Deleting pages from a PDF should not require installing software or uploading your documents to someone else's server. PDF Cloak lets you drop a file into your browser, pick the pages you want gone, and download a clean copy. The original file is never modified, and nothing ever touches the internet. Here is everything you need to know about how the tool works and what to watch for.

When to use this tool

The most common reason to delete PDF pages is cleanup before sharing. You have a report with a cover page that does not apply. A downloaded bank statement came with three pages of advertising at the end. A contract has an appendix the recipient should not see. Instead of printing, redacting by hand, and re-scanning, you can remove those pages digitally in a few seconds.

Blank pages are another frequent target. Many printers and export tools insert blank pages to force double-sided printing layouts. Those phantom pages look unprofessional when the file gets emailed or posted online.

Confidential content removal is a serious use case. Before sending a multi-section document to someone who should only see parts of it, deleting the irrelevant sections is cleaner than extraction. You keep the original structure, table of contents, and formatting — minus the pages that should not be there.

Finally, deleting pages is useful as a prep step for merging. If you need to combine two documents but one of them has a duplicate title page, removing it first avoids a redundant page in the merged result.

How page deletion works inside a PDF

A PDF file is not a simple sequence of pages laid out one after another. Internally, it uses a tree structure called the page tree. The root of the tree points to branches, and those branches eventually point to individual page objects. Each page object holds references to its content streams (the actual drawing instructions), fonts, images, and annotations.

When you delete a page, the simplest approach would be to just remove that page's reference from the tree and leave the rest of the file untouched. Some tools do exactly this. The problem is that the old page data — images, text streams, font subsets — still sits in the file binary. Anyone with a hex editor or a PDF forensics tool could recover the "deleted" content. For confidential documents, that is a real risk.

PDF Cloak takes a different approach. It rebuilds the entire document. The tool reads every page you chose to keep, collects their content streams and resources, and writes a brand-new PDF from those materials. The resulting file contains only what you see. There are no orphaned objects, no leftover image streams from removed pages, and no stale cross-reference entries pointing to nothing. The rebuilt file is structurally clean.

This rebuild also means the cross-reference table and object numbering are regenerated. Older PDF editors sometimes leave broken cross-references after page deletion, which can cause compatibility issues with certain viewers. A full rebuild sidesteps that entirely.

|---|

Pick up the PDF page deletion passage where it stops and continue it in the same style.

[Records from a dataset]
|---|

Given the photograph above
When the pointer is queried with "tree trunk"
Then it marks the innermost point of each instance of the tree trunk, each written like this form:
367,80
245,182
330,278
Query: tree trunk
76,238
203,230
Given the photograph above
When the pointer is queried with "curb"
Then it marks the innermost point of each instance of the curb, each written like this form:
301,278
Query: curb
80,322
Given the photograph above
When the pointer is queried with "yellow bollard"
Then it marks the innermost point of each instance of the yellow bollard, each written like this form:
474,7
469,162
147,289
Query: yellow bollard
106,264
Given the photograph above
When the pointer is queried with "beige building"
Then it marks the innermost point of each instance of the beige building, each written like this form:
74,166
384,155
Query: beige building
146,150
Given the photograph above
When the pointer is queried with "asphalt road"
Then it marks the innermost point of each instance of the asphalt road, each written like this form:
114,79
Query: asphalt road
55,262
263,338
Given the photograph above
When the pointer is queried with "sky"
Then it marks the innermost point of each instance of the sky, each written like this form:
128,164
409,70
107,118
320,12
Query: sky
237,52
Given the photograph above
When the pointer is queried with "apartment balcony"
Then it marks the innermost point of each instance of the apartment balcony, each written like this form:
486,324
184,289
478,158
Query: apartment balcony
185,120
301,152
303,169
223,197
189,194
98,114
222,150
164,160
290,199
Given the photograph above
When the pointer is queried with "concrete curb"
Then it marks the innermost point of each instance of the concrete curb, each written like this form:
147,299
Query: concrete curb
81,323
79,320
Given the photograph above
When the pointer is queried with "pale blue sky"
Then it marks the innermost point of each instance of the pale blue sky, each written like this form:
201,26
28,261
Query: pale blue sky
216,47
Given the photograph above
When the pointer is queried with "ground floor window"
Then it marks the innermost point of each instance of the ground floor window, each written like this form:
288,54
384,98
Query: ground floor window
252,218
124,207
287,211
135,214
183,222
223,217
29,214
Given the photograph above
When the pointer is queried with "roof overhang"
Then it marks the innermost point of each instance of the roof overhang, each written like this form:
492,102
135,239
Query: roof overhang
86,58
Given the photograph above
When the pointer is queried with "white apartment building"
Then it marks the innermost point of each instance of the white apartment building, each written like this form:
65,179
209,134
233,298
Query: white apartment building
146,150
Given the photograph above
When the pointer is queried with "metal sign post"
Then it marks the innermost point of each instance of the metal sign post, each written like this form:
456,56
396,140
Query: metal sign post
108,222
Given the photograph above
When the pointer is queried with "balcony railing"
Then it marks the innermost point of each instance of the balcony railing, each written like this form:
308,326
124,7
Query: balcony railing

|---|

▶ **Answer**
Common issues

Page numbers in headers and footers. Many documents have page numbers printed directly into the content of each page. These are not dynamic — they are static text baked into the page's content stream when the document was originally created in Word, InDesign, or whatever tool was used. Deleting page 3 from a ten-page document will not cause the remaining pages to renumber themselves. Page 4 will still say "4" in its footer even though it is now physically the third page. The PDF specification has no concept of automatic page numbering; that feature belongs to the authoring software. If you need correct page numbers after deletion, run the result through the Add Page Numbers tool.

Bookmarks and table of contents. A PDF bookmark is a named destination that points to a specific page. If you delete the page a bookmark targets, that bookmark becomes orphaned. PDF Cloak removes orphaned bookmarks during the rebuild, which is the safest behavior. However, if your document has a printed table of contents with page numbers listed as body text, those numbers will be wrong after deletion — just like header and footer numbering, they are static content that cannot be recalculated.

Interactive form fields. PDFs can contain fillable form fields: text boxes, checkboxes, dropdowns. Each field belongs to a specific page. When that page is deleted, the field goes with it. Most of the time this is fine. But if the form has JavaScript-based calculations that depend on a field from the deleted page, those calculations will fail or produce errors in the rebuilt file. If you are working with complex interactive forms, check the results carefully after deletion.

Annotations and comments. Sticky notes, highlights, and markup annotations are tied to specific pages and will be removed alongside the page they live on. Annotations on surviving pages are carried over without changes.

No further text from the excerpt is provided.